* Begin Working data *

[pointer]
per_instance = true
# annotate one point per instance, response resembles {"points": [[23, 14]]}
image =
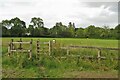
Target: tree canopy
{"points": [[16, 27]]}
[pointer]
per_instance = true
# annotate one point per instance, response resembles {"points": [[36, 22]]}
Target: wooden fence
{"points": [[99, 57], [45, 49], [12, 48]]}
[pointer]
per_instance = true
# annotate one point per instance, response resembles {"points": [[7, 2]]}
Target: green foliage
{"points": [[17, 28]]}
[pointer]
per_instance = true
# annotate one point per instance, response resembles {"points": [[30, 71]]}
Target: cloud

* End Working data *

What you have to do »
Reproduce every line precisely as given, omitting all pictures.

Worked solution »
[pointer]
per_instance = true
# annotate one point per instance, response resembles {"points": [[23, 14]]}
image =
Target: tree canopy
{"points": [[16, 27]]}
[pointer]
per_instance = true
# annotate one point per instance, response resembles {"points": [[36, 22]]}
Target: wooden fence
{"points": [[99, 57], [45, 49], [12, 48]]}
[pointer]
per_instance = true
# annotate one point per instance, response resembles {"points": [[7, 2]]}
Target: green foliage
{"points": [[17, 28]]}
[pointer]
per_instance = true
# annotate one point per instance, response resembles {"points": [[30, 71]]}
Target: cloud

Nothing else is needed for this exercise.